→ **Written exercise**:
Count how many lines in the rows below contain the string "brick", treating uppercase and lowercase as different. Reply with the number alone.

→ **Dataset records on object locations**:
# # # # #

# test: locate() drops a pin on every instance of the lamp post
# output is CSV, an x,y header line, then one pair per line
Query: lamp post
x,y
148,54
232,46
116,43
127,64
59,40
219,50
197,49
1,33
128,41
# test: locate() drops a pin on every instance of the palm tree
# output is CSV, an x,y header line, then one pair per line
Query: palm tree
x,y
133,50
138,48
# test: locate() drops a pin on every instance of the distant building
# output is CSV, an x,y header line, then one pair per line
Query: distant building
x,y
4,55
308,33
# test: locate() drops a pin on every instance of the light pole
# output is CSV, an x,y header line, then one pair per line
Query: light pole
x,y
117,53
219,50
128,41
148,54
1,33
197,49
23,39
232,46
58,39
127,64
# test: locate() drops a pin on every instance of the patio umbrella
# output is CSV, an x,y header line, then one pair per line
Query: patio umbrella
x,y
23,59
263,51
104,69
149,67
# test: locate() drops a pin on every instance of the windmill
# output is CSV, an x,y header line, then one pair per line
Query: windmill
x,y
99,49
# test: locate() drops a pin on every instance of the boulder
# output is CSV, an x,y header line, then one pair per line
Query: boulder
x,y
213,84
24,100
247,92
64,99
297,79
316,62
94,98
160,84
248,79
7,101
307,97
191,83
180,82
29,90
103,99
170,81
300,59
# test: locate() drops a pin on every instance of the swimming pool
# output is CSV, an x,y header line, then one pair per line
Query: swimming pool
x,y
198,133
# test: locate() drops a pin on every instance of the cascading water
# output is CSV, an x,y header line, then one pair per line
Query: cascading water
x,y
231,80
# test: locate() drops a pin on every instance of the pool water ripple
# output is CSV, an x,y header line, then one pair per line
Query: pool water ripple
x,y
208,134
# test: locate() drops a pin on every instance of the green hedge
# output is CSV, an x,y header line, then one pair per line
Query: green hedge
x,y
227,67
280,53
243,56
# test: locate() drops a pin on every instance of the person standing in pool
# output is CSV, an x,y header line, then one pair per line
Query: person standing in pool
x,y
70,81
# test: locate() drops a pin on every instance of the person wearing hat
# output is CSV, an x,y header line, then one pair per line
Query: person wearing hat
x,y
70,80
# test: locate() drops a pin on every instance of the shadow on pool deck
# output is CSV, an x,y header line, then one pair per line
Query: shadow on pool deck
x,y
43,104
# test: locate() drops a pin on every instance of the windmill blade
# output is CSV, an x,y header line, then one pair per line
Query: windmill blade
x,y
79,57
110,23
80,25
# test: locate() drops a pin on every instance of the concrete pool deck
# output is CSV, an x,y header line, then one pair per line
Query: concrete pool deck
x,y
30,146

# # # # #

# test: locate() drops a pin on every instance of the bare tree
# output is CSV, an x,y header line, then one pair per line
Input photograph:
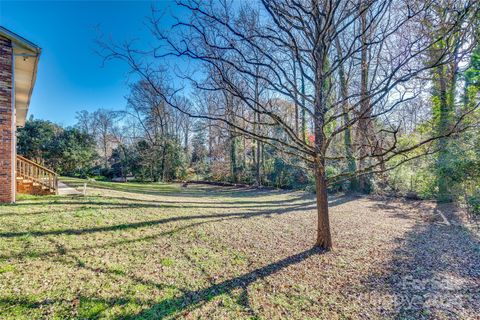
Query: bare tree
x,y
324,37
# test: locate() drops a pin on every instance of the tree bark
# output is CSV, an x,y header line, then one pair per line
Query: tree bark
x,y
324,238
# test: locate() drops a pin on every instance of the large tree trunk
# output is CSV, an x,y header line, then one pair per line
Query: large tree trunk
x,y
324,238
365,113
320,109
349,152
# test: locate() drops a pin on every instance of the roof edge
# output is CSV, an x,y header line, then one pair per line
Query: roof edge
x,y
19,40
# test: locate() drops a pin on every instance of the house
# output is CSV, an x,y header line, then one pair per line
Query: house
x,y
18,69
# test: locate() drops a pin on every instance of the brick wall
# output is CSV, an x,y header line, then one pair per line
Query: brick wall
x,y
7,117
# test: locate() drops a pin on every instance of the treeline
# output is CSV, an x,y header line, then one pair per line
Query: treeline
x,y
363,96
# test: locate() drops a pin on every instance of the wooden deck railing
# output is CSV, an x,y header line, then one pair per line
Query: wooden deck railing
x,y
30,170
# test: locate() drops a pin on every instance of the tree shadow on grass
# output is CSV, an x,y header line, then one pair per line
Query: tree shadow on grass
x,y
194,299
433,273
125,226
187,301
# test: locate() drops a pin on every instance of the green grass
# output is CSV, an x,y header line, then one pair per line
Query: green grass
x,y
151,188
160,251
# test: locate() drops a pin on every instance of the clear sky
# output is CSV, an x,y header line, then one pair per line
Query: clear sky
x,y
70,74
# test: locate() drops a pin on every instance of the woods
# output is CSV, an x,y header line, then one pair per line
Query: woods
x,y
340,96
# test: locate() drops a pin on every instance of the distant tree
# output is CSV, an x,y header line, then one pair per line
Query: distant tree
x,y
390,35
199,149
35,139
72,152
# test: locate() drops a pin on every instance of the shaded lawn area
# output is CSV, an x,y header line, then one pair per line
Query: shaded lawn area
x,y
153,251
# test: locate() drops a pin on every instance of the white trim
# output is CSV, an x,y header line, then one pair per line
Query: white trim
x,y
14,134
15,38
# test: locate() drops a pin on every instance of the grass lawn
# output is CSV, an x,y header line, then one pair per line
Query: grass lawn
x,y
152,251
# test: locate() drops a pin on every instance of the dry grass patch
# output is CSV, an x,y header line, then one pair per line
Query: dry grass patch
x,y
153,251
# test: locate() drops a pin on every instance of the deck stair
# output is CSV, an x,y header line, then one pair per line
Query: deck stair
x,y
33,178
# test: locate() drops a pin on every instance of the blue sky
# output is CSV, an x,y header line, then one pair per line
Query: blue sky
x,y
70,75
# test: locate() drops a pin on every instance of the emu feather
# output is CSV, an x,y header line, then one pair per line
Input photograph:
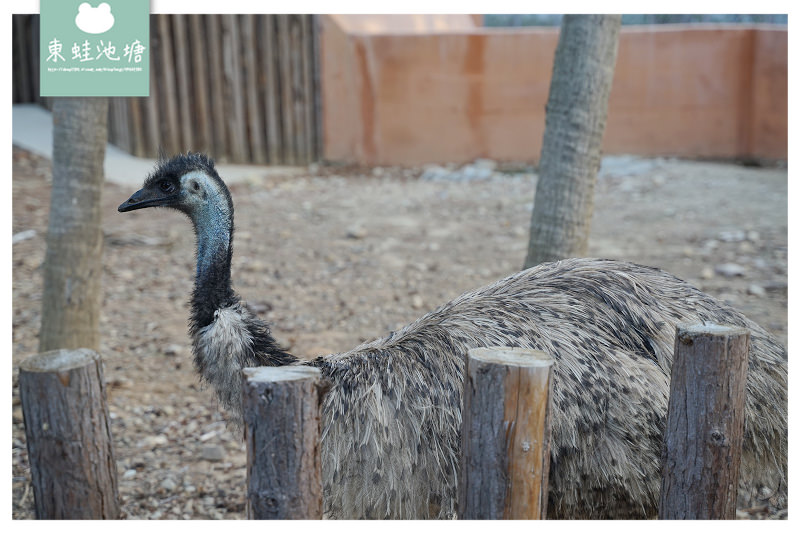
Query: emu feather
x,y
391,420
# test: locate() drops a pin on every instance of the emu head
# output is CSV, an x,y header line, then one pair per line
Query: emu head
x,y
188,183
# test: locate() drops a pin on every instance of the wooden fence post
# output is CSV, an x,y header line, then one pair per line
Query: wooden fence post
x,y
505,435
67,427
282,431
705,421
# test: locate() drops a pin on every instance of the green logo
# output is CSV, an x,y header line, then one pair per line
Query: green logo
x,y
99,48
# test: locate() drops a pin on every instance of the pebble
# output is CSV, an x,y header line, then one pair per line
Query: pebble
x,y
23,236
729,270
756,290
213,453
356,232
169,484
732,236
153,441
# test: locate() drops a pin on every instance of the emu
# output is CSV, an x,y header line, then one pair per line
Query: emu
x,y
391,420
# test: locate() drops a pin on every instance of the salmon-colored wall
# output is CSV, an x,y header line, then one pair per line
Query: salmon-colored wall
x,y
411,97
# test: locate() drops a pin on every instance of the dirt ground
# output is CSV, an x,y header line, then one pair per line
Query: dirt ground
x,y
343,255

# # # # #

→ **Finished answer**:
2